> BRIEF
Locate each line in the entries below that contains the string "negative", and copy those lines out in full.

*** Begin section ***

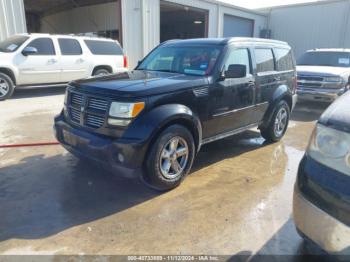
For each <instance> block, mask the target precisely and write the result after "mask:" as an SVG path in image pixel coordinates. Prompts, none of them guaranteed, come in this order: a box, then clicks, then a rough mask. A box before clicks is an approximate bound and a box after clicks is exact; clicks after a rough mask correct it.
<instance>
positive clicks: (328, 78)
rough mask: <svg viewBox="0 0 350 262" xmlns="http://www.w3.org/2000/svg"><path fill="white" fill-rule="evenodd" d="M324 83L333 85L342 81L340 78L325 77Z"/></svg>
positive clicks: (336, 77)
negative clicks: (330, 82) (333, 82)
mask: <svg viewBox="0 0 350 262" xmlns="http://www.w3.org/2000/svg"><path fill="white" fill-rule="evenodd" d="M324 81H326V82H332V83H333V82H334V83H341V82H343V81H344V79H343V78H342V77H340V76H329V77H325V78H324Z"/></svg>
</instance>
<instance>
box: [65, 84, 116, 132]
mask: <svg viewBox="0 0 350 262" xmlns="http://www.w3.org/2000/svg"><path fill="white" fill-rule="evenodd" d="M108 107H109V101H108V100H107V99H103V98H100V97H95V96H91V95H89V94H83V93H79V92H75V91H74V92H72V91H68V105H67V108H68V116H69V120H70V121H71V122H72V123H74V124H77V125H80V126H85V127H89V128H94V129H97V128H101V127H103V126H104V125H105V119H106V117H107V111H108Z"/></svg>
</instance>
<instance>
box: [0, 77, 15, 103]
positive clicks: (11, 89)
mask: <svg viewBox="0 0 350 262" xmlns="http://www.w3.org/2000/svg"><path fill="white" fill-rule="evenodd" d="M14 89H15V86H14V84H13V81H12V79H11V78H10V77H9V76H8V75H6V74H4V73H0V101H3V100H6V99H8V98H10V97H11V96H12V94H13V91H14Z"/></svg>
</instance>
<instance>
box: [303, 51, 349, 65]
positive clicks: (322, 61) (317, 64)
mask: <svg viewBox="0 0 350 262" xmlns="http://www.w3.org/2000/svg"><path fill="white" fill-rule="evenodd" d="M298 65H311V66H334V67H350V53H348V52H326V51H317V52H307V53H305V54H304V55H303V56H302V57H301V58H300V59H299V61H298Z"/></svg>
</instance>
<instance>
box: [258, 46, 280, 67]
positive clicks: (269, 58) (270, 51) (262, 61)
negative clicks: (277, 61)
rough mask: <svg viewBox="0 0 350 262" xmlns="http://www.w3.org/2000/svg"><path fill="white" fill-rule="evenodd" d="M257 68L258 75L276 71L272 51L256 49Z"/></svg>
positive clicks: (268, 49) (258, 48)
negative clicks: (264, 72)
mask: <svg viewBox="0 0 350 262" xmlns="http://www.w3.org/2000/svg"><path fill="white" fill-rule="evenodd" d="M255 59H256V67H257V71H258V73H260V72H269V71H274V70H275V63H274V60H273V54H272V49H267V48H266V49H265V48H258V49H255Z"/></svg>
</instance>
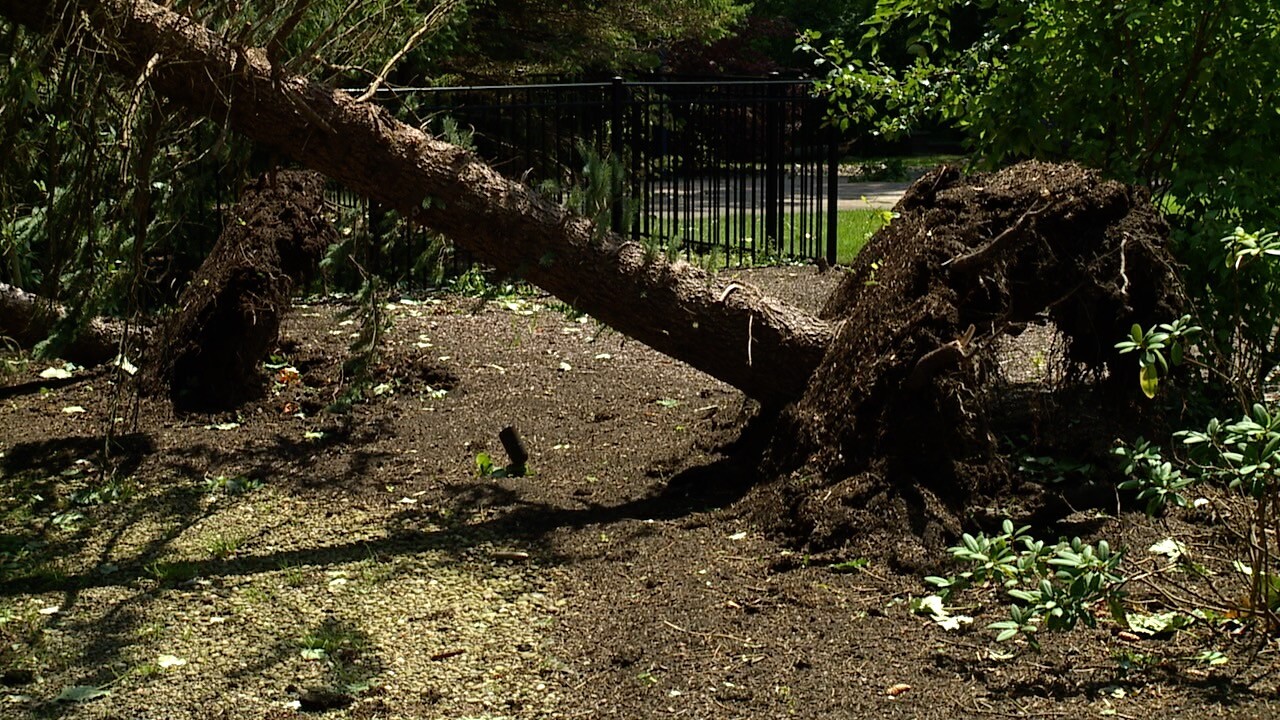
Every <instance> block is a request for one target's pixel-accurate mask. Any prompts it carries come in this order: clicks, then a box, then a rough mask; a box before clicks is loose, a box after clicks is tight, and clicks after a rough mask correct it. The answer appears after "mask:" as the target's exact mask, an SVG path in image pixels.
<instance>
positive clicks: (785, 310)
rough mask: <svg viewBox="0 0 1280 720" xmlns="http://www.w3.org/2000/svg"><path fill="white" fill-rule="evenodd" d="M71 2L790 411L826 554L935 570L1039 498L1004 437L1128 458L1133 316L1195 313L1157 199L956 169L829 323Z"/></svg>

*** End section ***
*** Begin section ***

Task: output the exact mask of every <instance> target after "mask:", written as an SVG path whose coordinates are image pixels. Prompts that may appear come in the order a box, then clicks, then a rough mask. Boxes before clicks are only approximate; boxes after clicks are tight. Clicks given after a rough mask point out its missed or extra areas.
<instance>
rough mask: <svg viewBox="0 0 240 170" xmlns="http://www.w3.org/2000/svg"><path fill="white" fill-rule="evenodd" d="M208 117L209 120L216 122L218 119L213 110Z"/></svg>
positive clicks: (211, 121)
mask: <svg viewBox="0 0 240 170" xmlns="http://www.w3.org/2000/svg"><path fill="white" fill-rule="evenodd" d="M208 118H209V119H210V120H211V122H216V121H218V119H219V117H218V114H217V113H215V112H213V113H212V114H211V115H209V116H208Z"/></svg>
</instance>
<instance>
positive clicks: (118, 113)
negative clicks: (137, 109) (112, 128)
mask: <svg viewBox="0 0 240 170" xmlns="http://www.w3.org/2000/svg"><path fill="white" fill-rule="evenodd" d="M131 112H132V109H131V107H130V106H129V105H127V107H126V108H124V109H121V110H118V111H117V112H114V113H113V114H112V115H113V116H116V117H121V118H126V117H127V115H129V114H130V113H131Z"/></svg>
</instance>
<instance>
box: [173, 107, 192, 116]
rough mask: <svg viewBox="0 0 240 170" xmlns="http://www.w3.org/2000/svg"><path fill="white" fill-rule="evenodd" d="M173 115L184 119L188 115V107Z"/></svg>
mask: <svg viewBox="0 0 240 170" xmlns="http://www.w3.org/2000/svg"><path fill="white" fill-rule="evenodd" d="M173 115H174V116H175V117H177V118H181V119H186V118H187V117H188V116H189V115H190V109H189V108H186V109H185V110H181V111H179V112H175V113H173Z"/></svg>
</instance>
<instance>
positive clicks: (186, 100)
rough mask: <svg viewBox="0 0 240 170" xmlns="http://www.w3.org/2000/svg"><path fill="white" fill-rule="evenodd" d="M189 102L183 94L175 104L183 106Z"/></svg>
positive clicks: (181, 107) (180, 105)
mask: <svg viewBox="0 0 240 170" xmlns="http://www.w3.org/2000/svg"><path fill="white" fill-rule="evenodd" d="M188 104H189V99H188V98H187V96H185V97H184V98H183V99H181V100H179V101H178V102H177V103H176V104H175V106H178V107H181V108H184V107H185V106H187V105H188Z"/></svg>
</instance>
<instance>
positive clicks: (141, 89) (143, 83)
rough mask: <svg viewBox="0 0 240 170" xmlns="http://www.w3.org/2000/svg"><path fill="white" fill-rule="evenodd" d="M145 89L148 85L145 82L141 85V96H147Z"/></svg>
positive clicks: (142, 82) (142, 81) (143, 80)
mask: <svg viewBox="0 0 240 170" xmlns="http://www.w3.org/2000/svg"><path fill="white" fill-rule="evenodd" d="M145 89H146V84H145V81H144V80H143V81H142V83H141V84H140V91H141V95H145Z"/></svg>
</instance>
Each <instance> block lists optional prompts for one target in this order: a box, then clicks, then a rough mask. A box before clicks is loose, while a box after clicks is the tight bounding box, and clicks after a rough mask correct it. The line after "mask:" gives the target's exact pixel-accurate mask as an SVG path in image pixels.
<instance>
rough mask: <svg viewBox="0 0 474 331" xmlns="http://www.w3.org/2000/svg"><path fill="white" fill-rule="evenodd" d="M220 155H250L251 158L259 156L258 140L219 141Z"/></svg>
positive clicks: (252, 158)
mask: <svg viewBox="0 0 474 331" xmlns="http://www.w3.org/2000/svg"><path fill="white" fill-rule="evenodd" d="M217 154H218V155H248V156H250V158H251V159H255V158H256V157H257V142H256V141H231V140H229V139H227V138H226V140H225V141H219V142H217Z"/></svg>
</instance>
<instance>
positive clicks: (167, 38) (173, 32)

*** End section ***
*** Begin section ***

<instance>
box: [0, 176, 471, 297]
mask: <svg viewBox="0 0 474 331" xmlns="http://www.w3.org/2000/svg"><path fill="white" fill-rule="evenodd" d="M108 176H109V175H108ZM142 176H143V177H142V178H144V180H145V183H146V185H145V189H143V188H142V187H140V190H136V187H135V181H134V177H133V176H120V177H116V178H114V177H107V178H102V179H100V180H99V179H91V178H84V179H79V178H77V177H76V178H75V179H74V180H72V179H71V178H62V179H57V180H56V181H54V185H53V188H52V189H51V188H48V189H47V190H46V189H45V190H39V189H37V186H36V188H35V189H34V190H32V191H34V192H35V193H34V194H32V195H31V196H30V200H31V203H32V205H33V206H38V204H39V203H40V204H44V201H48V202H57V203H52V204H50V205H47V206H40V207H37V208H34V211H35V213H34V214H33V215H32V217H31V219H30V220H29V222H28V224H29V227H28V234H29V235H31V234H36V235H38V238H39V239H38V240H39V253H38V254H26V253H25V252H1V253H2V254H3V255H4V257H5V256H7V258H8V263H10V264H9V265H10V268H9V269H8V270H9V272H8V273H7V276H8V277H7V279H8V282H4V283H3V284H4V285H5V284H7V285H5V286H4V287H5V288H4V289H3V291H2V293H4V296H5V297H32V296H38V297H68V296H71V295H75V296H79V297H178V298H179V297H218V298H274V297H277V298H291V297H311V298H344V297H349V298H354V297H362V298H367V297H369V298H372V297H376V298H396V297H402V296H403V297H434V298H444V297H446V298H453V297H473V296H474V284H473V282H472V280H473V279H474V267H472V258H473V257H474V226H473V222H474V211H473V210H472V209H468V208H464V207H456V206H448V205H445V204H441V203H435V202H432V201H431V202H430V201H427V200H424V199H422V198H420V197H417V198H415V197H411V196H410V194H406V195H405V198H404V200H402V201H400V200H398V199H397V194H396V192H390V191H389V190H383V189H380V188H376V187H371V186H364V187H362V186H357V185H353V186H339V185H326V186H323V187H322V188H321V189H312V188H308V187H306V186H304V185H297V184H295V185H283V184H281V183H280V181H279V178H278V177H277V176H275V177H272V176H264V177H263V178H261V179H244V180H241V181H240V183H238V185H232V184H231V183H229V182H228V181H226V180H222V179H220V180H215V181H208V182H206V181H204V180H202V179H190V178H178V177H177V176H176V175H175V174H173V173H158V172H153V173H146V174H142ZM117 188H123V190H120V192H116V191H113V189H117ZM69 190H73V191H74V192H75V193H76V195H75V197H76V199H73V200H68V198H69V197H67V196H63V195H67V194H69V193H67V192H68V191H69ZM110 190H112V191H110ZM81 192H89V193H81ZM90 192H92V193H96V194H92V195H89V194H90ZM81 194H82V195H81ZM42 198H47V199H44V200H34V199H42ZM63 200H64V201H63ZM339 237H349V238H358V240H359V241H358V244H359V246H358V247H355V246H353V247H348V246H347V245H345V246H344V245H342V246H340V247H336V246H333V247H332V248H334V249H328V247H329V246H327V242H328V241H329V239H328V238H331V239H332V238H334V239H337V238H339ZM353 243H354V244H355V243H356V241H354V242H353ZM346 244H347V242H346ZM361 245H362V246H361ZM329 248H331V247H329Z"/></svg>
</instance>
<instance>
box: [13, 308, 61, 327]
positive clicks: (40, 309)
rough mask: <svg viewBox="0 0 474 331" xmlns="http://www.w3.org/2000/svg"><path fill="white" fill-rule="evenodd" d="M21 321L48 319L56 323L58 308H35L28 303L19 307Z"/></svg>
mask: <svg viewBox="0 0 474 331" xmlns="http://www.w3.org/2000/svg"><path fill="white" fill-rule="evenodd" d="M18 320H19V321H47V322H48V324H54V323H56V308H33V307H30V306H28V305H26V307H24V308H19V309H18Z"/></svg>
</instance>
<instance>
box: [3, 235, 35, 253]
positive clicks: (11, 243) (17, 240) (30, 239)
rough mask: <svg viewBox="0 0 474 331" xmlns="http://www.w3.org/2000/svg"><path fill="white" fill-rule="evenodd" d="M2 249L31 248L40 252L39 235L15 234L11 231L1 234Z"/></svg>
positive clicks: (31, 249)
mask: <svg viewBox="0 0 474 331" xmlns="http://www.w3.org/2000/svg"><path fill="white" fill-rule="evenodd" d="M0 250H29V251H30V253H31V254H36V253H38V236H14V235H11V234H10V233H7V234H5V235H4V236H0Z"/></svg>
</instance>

*** End section ***

> WRITTEN REPLY
negative clicks: (330, 82) (333, 82)
negative clicks: (277, 61)
negative clicks: (264, 72)
negative clicks: (137, 109) (112, 128)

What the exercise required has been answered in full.